**Document passage**
--------------------------------------------------

Poppy, my point is that you were the best grandpa I could ever ask for. You always caught me when I jumped in the pool, and as I’ve gotten older never hesitated to tell me how beautiful I look when I come home for a weekend from school. You also are the typical worried grandpa to tell me to wear a jacket when it’s cold and make sure someone walked me to and from class to make sure I was safe…I may have never wore a jacket and on the safest campus in the country, never needed someone to walk me to class but I will never forget how much you loved and cared for me. I’m writing this to tell you it’s okay to go.
You’ve done all you could for me down here and now I need you above to look over me as I continue going through life. Every sunrise in the east will warm me in the morning and the sunsets in the west will give me comfort that you’re okay up there. Every time those Yanks win I will know it’s because of you, but if The Red Six get ahead I’ll be sure to holler at you during my prayers at night! We will all be okay down here, but we all need someone above to look over us and keep us on track. Plus you have a whole family waiting for you up there and your best friend Frisco..don’t forget he hates leashes so don’t walk him on a leash!
I love you Poppy and I’m fearful of losing you. Terribly fearful-but only because I think MeMe is going to go crazy and not know what to do with herself without taking care of you!! My stomach aches to see you like this and my heart swells up, but if you’re ready to let go, then so are we. We will never cease to think about you with every day that passes. You say you’re not in pain so we will take your word on that.

--------------------------------------------------

**Dataset section**
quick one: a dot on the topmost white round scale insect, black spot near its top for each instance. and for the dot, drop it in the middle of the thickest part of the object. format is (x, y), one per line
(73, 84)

--------------------------------------------------

**Task description**
Rewrite everything in the letter from "You’ve done all" down to "on a leash!", putting "dawn" in place of "sunrise". Nothing in the lines is needed for what comes next.

**Solution to this problem**
You’ve done all you could for me down here and now I need you above to look over me as I continue going through life. Every dawn in the east will warm me in the morning and the sunsets in the west will give me comfort that you’re okay up there. Every time those Yanks win I will know it’s because of you, but if The Red Six get ahead I’ll be sure to holler at you during my prayers at night! We will all be okay down here, but we all need someone above to look over us and keep us on track. Plus you have a whole family waiting for you up there and your best friend Frisco..don’t forget he hates leashes so don’t walk him on a leash!